# Point labeling dataset excerpts
◇ ◇ ◇ ◇ ◇ ◇ ◇

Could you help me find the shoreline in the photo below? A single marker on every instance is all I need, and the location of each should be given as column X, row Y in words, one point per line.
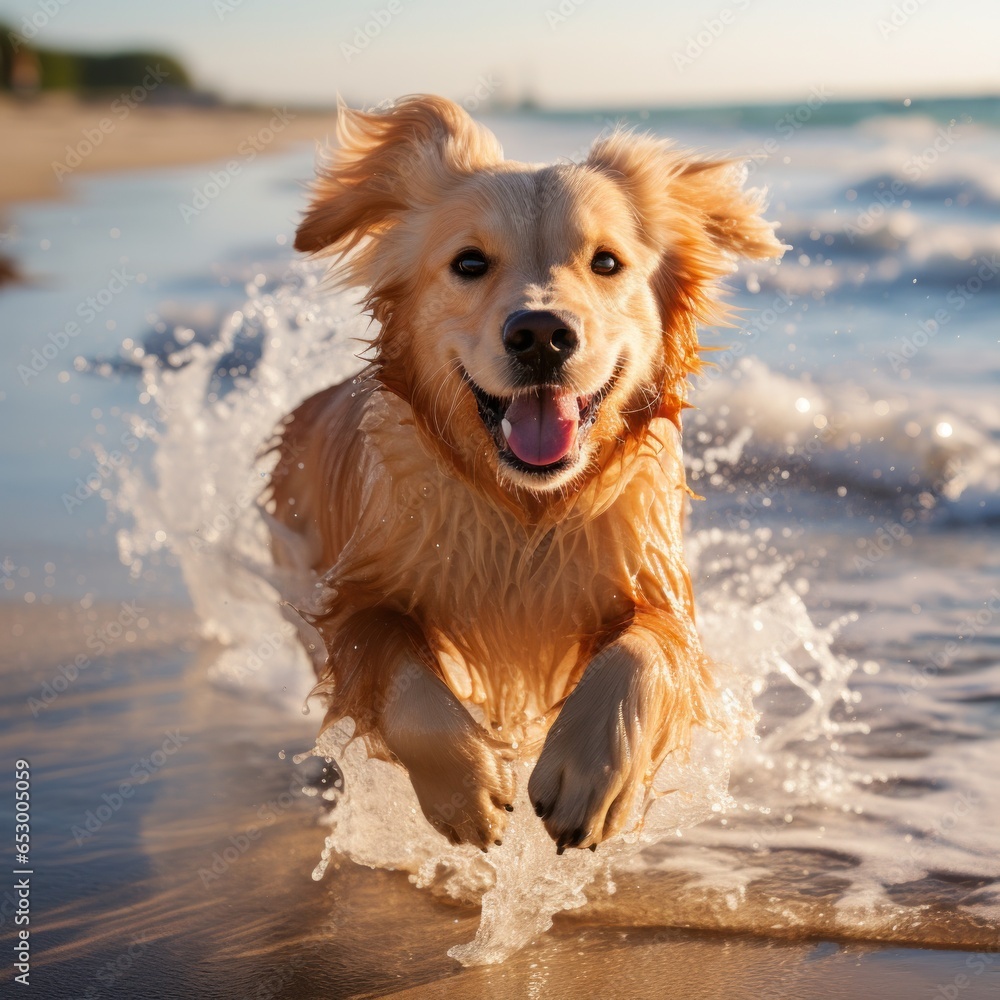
column 53, row 138
column 163, row 881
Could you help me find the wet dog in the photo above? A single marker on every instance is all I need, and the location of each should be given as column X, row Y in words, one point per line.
column 493, row 511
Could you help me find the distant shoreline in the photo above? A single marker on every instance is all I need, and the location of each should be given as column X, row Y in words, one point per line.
column 50, row 139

◇ ◇ ◇ ◇ ◇ ◇ ◇

# What you will do
Please turn everything from the line containing "Could you help me find the distant" down to the end of the listing, that line included, into a numbered list with blank lines left out.

# Written response
1. Could you help me find the distant shoreline in the photo above? A single marker on every instance is all I need, and the location of each should be given as column X, row Y in words, one point per line.
2. column 50, row 139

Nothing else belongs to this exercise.